• [SOURCE]
# # # # # # #

The whole reasoning behind my idea, is that I had the crossovers and the Vifa XT25 so closely matches the polk tweeter that I figured it wouldn't be too hard to find a good midbass to pair up with the Vifa and have a rockin 2way bookshelf speaker for my computer. However, finding a 6" midbass/midrange that plays comfortably up to 3100hz(Polk crossover) is hard. 

I may just skip out on the idea entirely. I just picked up an IDQ 15" V2 that would be great for a home theater sub... I was thinking 8th order ABC box tuned at 30/60Hz... Either BASH [email protected] or Crown [email protected] (Bridged)

I smell fun and coils all at the same time


----------



## Victor_inox (Apr 27, 2012)

6500 crossovers engineered and build better that 95% of mainstream home audio speakers use. known impedances and crossover points makes it very easy proposition to build nice bookshelves or towers.
MTM or D`Appolito design would be close to optimal.


----------



## peenemunde (Aug 31, 2013)

Victor_inox said:


> 6500 crossovers engineered and build better that 95% of mainstream home audio speakers use. known impedances and crossover points makes it very easy proposition to build nice bookshelves or towers.
> MTM or D`Appolito design would be close to optimal.


tweet and two 6" drivers in each bookshelf?
Looking at getting 40watts per side from my Harmon Kardon

I would rather the drivers do well in the midrange than something that will smash lows.. Eventually I will buy a cheap powered woofer to ad to the computer setup and run it 2.1


----------

# # # # # # #

• [REQUIRED TASKS]
a) In the speaker-building thread, what crossover frequency is given for the Polk crossover?
b) Reproduce everything in the speaker-building thread from "## Victor_inox (Apr" down to "(Aug 31, 2013)".

• [SUPPLIED DATA]
# # # # # # #

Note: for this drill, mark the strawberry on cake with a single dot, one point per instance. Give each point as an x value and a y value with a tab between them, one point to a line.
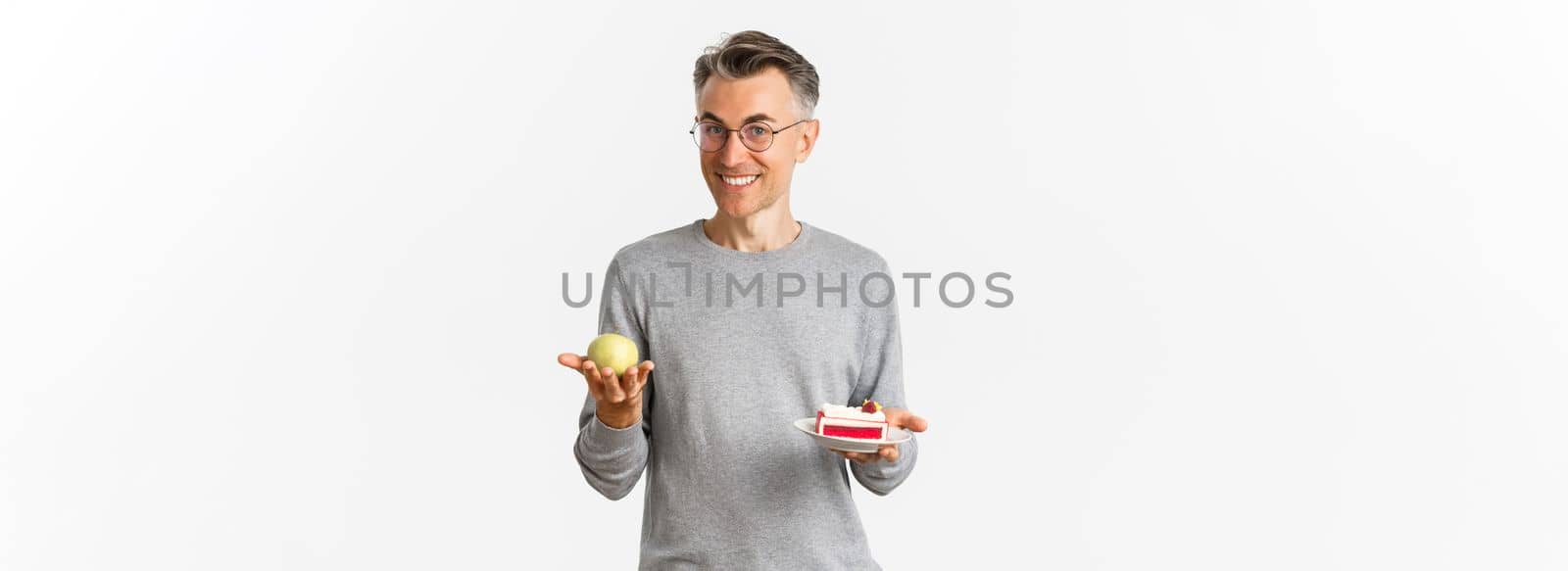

# # # # # # #

• [TASK ANSWERS]
a) 3100Hz

b)
## Victor_inox (Apr 27, 2012)

6500 crossovers engineered and build better that 95% of mainstream home audio speakers use. known impedances and crossover points makes it very easy proposition to build nice bookshelves or towers.
MTM or D`Appolito design would be close to optimal.


----------



## peenemunde (Aug 31, 2013)